• [Exercise goal]: Quote the records below in full, exactly as given, with the images taken out.

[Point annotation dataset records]
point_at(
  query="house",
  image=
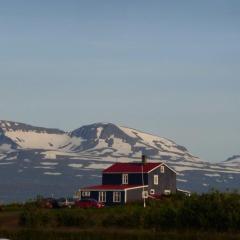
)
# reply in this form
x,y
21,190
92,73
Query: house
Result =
x,y
127,182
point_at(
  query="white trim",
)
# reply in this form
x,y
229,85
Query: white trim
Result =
x,y
104,196
114,189
119,196
152,191
160,164
136,187
125,178
155,179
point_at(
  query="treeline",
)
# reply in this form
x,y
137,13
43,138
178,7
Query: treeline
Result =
x,y
214,211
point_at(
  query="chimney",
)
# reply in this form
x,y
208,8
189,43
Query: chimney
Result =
x,y
144,159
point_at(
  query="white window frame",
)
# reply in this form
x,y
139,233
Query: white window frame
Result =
x,y
155,179
145,194
167,191
124,178
102,196
152,191
116,196
85,194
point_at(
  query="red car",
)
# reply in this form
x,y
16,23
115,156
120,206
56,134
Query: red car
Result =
x,y
89,203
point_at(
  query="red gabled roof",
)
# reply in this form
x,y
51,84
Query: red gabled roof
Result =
x,y
112,187
131,167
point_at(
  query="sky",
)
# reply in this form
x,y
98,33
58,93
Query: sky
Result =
x,y
171,68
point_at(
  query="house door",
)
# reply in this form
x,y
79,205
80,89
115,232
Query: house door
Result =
x,y
102,197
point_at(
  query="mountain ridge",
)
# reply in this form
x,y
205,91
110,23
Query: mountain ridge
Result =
x,y
51,160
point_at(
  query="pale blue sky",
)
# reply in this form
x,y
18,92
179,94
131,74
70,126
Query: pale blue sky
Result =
x,y
171,68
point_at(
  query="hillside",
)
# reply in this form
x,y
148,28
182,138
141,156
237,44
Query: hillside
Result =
x,y
36,160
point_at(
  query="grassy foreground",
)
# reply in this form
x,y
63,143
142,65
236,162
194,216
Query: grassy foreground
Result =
x,y
199,217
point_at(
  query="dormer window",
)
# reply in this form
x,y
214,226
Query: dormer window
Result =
x,y
155,179
125,179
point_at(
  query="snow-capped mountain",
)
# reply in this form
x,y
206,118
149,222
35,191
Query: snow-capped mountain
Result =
x,y
35,160
233,161
6,144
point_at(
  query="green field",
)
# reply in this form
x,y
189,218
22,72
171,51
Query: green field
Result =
x,y
208,216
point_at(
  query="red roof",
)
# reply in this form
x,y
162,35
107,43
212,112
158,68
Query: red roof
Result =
x,y
112,187
131,167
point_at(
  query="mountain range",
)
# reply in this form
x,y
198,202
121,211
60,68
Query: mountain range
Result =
x,y
43,161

• [Answer to this exercise]:
point_at(
  query="house",
  image=
)
# reply in this form
x,y
21,190
92,73
Query: house
Result =
x,y
127,182
point_at(
  query="white trim",
)
# reply in this form
x,y
229,85
Query: white trim
Result =
x,y
104,196
114,189
119,196
152,191
160,164
136,187
125,178
155,179
point_at(
  query="treeline",
)
# reply in this form
x,y
137,13
43,138
178,7
Query: treeline
Result =
x,y
214,211
point_at(
  query="chimney",
)
# reply in this form
x,y
208,8
189,43
Query: chimney
Result =
x,y
144,159
point_at(
  query="white window frame",
)
# reply in this form
x,y
139,233
Query: white window frame
Result =
x,y
155,179
145,194
167,191
124,178
102,196
152,191
116,196
85,194
point_at(
  query="red car",
)
# reply in this form
x,y
16,23
115,156
120,206
56,134
Query: red car
Result =
x,y
89,203
point_at(
  query="red gabled roof",
)
# reply in this form
x,y
51,84
Query: red gabled roof
Result =
x,y
112,187
131,167
point_at(
  query="sky",
)
# reply in this form
x,y
98,33
58,93
Query: sky
Result =
x,y
171,68
point_at(
  query="house door",
)
# reply in this form
x,y
79,205
80,89
115,232
Query: house door
Result =
x,y
102,197
point_at(
  query="mountain ridge",
)
# reply in this form
x,y
205,91
110,23
Query: mountain ridge
Result =
x,y
51,160
point_at(
  query="pale blue sky",
)
# reply in this form
x,y
18,92
179,94
131,74
70,126
Query: pale blue sky
Result =
x,y
171,68
point_at(
  query="hillside",
)
# reply in this form
x,y
148,28
182,138
141,156
237,44
Query: hillside
Result =
x,y
36,160
point_at(
  query="grassy foreground",
)
# reply in this form
x,y
63,143
142,65
236,162
194,216
Query: grassy foreground
Result =
x,y
199,217
point_at(
  query="dormer window",
)
# reply in this form
x,y
214,226
Query: dormer window
Result =
x,y
155,179
125,179
point_at(
  query="snow-capped mountain",
)
# reply in this form
x,y
206,118
149,222
35,191
Query: snow-capped mountain
Result =
x,y
35,160
233,161
6,144
point_at(
  query="green field",
)
# reply in this form
x,y
189,218
22,72
171,51
Query: green field
Result =
x,y
208,216
point_at(
  query="red roof",
)
# reply in this form
x,y
162,35
107,43
212,112
158,68
Query: red roof
Result =
x,y
112,187
131,167
point_at(
  query="mountain range",
)
# reply in this form
x,y
198,202
121,211
60,68
Query: mountain range
Result =
x,y
43,161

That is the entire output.